* Saved entries *
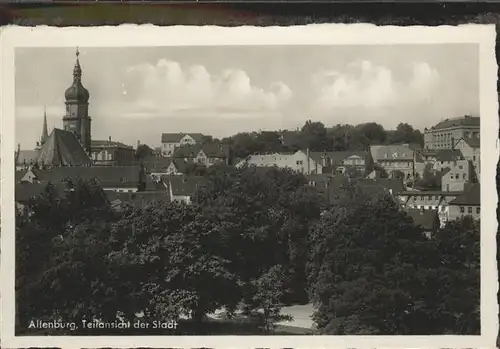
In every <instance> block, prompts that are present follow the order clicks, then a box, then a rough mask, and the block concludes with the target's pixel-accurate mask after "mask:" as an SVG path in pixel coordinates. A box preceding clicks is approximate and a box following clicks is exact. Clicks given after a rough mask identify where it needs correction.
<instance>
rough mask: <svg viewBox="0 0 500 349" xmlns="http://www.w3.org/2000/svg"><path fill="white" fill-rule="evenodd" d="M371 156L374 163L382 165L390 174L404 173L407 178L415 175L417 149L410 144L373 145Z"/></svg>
mask: <svg viewBox="0 0 500 349" xmlns="http://www.w3.org/2000/svg"><path fill="white" fill-rule="evenodd" d="M370 157H371V160H372V161H373V163H374V164H377V165H379V166H380V167H382V168H383V169H384V170H385V171H386V172H387V173H388V174H389V176H391V175H393V174H395V173H402V174H403V176H404V179H405V180H409V179H412V178H413V176H414V171H415V167H414V159H415V150H414V149H412V148H411V147H410V145H408V144H403V145H372V146H370Z"/></svg>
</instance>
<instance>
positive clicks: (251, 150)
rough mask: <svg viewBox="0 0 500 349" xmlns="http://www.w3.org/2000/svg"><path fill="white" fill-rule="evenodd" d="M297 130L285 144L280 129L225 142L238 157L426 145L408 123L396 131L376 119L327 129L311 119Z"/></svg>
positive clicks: (396, 128) (342, 150)
mask: <svg viewBox="0 0 500 349" xmlns="http://www.w3.org/2000/svg"><path fill="white" fill-rule="evenodd" d="M288 133H289V132H288ZM296 133H297V134H296V136H295V135H294V136H291V137H287V138H285V139H284V140H285V143H283V139H282V138H281V136H282V134H283V132H280V131H261V132H252V133H238V134H236V135H234V136H232V137H228V138H224V139H222V141H223V142H227V143H229V144H231V146H232V150H233V152H234V155H235V156H236V157H238V158H244V157H246V156H248V155H250V154H254V153H274V152H282V151H291V152H294V151H296V150H299V149H307V148H309V150H311V151H343V150H344V151H345V150H368V149H369V146H370V145H377V144H401V143H412V144H419V145H421V146H423V144H424V137H423V134H422V133H421V132H420V131H419V130H415V129H414V128H413V127H412V126H411V125H409V124H407V123H400V124H399V125H398V126H397V128H396V129H395V130H385V129H384V127H383V126H382V125H380V124H377V123H374V122H372V123H364V124H359V125H356V126H353V125H349V124H343V125H340V124H339V125H336V126H333V127H331V128H327V127H326V126H325V125H324V124H323V123H321V122H318V121H315V122H313V121H311V120H309V121H307V122H306V123H305V124H304V126H302V128H301V129H300V130H297V131H296Z"/></svg>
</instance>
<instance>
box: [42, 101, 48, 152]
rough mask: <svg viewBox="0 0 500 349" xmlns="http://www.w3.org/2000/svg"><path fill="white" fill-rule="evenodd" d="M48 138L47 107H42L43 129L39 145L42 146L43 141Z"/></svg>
mask: <svg viewBox="0 0 500 349" xmlns="http://www.w3.org/2000/svg"><path fill="white" fill-rule="evenodd" d="M47 138H49V132H48V130H47V107H46V106H44V107H43V128H42V137H41V138H40V144H41V145H43V144H44V143H45V141H46V140H47Z"/></svg>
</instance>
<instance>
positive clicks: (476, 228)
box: [308, 186, 480, 335]
mask: <svg viewBox="0 0 500 349" xmlns="http://www.w3.org/2000/svg"><path fill="white" fill-rule="evenodd" d="M342 192H343V193H342ZM365 198H366V195H363V190H362V189H361V188H359V187H358V188H357V187H356V186H354V187H350V188H349V187H346V188H344V189H343V190H341V191H340V193H339V194H337V198H336V201H335V206H334V207H333V208H332V209H331V210H330V211H329V212H327V213H326V214H324V215H323V216H322V218H321V220H320V221H319V222H318V223H317V224H316V225H314V226H313V228H312V229H311V247H310V250H311V252H310V258H309V263H308V272H309V281H310V287H311V289H310V290H311V297H312V299H313V301H314V303H315V304H316V306H317V311H316V312H315V314H314V318H315V321H316V323H317V325H318V328H319V329H320V331H322V332H323V333H328V334H353V335H354V334H387V335H389V334H391V335H395V334H405V335H429V334H436V335H437V334H469V335H470V334H476V333H478V331H479V313H478V311H479V294H480V293H479V222H476V221H473V220H471V219H470V218H467V219H464V220H461V221H456V222H450V223H449V224H448V225H447V226H446V227H445V228H443V229H440V230H439V231H438V232H437V234H436V235H435V236H433V237H431V238H430V239H429V238H427V237H426V236H425V235H424V234H423V233H422V231H421V229H420V228H418V227H416V226H415V225H414V224H413V222H412V220H411V219H410V218H409V217H408V216H406V214H405V213H404V212H401V211H400V210H399V207H398V205H397V204H395V202H394V201H393V200H392V199H391V198H390V197H389V196H384V195H380V196H378V197H375V198H372V199H369V200H366V199H365ZM381 221H383V222H384V224H383V225H380V224H379V222H381ZM460 300H461V301H462V303H460V302H461V301H460Z"/></svg>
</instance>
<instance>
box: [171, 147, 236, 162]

* DESCRIPTION OF THE TASK *
Please copy every one of the records above line for line and without changes, but leave the pictures out of your answer.

* RESPONSE BELOW *
In every <instance> block, prompts that are present follow the order clicks, then a box, then a rough mask, and the block concludes with the target's pixel-accurate mask after "mask:" as an SVG path in pixel coordinates. A box preceding clicks is approximate and a box following clicks is exact. Clicks given after a rough mask identify where it needs correction.
<instance>
rough mask: <svg viewBox="0 0 500 349" xmlns="http://www.w3.org/2000/svg"><path fill="white" fill-rule="evenodd" d="M371 156L374 163L382 165L390 174L404 173L407 178L415 175L417 149L410 144L373 145Z"/></svg>
mask: <svg viewBox="0 0 500 349" xmlns="http://www.w3.org/2000/svg"><path fill="white" fill-rule="evenodd" d="M370 157H371V160H372V161H373V163H374V164H377V165H379V166H380V167H382V168H383V169H384V170H385V171H386V172H387V173H388V174H389V176H391V175H393V174H395V173H402V174H403V176H404V179H405V180H409V179H412V178H413V176H414V171H415V167H414V159H415V150H414V149H412V148H411V147H410V145H408V144H403V145H372V146H370Z"/></svg>
</instance>
<instance>
positive clicks: (251, 150)
rough mask: <svg viewBox="0 0 500 349" xmlns="http://www.w3.org/2000/svg"><path fill="white" fill-rule="evenodd" d="M297 130L285 144L280 129L225 142L238 157L426 145L408 123L396 131L376 119L327 129L311 119Z"/></svg>
positive clicks: (396, 128) (342, 150)
mask: <svg viewBox="0 0 500 349" xmlns="http://www.w3.org/2000/svg"><path fill="white" fill-rule="evenodd" d="M288 133H289V132H288ZM296 133H297V134H296V136H295V135H294V136H291V137H287V138H285V139H284V140H285V143H283V139H282V138H281V136H282V134H283V132H280V131H261V132H252V133H238V134H236V135H234V136H232V137H228V138H224V139H222V141H223V142H227V143H229V144H231V146H232V150H233V152H234V155H235V156H236V157H238V158H244V157H246V156H248V155H250V154H254V153H274V152H282V151H291V152H294V151H296V150H299V149H307V148H309V150H311V151H343V150H344V151H345V150H368V149H369V146H370V145H377V144H401V143H412V144H419V145H421V146H423V144H424V137H423V134H422V133H421V132H420V131H419V130H415V129H414V128H413V127H412V126H411V125H409V124H407V123H400V124H399V125H398V126H397V128H396V129H395V130H385V129H384V127H383V126H382V125H380V124H377V123H374V122H372V123H364V124H359V125H356V126H353V125H349V124H343V125H340V124H339V125H336V126H333V127H331V128H327V127H326V126H325V125H324V124H323V123H321V122H318V121H315V122H313V121H311V120H309V121H307V122H306V123H305V124H304V126H302V128H301V129H300V130H297V131H296Z"/></svg>
</instance>
<instance>
box: [42, 101, 48, 152]
rough mask: <svg viewBox="0 0 500 349" xmlns="http://www.w3.org/2000/svg"><path fill="white" fill-rule="evenodd" d="M48 138L47 107H42L43 129L39 145L42 146L43 141Z"/></svg>
mask: <svg viewBox="0 0 500 349" xmlns="http://www.w3.org/2000/svg"><path fill="white" fill-rule="evenodd" d="M47 138H49V132H48V130H47V107H46V106H44V107H43V128H42V137H41V138H40V144H41V145H43V144H44V143H45V141H46V140H47Z"/></svg>
</instance>
<instance>
positive clicks: (476, 228)
box: [308, 186, 480, 335]
mask: <svg viewBox="0 0 500 349" xmlns="http://www.w3.org/2000/svg"><path fill="white" fill-rule="evenodd" d="M342 192H343V193H342ZM365 198H366V195H363V190H362V189H361V188H359V187H358V188H357V187H356V186H354V187H350V188H349V187H346V188H344V189H343V190H341V191H340V193H339V194H337V198H336V201H335V206H334V207H333V208H332V209H331V210H330V211H329V212H327V213H326V214H324V215H323V216H322V218H321V220H320V221H319V222H318V223H317V224H316V225H314V226H313V228H312V229H311V247H310V250H311V252H310V258H309V263H308V272H309V281H310V287H311V289H310V290H311V297H312V299H313V301H314V303H315V304H316V306H317V311H316V312H315V314H314V318H315V321H316V323H317V325H318V328H319V329H320V331H322V332H323V333H328V334H353V335H354V334H387V335H389V334H391V335H395V334H405V335H429V334H436V335H437V334H469V335H470V334H476V333H478V331H479V313H478V311H479V294H480V293H479V222H476V221H473V220H471V219H470V218H467V219H464V220H461V221H456V222H450V223H449V224H448V225H447V226H446V227H445V228H443V229H440V230H439V231H438V232H437V234H436V235H435V236H433V237H431V238H430V239H429V238H427V237H426V236H425V235H424V234H423V233H422V231H421V229H420V228H418V227H416V226H415V225H414V224H413V222H412V220H411V219H410V218H409V217H408V216H406V214H405V213H404V212H401V211H400V210H399V207H398V205H397V204H395V202H394V201H393V200H392V199H391V198H390V197H389V196H384V195H380V196H378V197H375V198H372V199H369V200H366V199H365ZM381 221H383V222H384V224H383V225H380V224H379V222H381ZM460 300H461V301H462V303H460V302H461V301H460Z"/></svg>
</instance>
<instance>
box: [171, 147, 236, 162]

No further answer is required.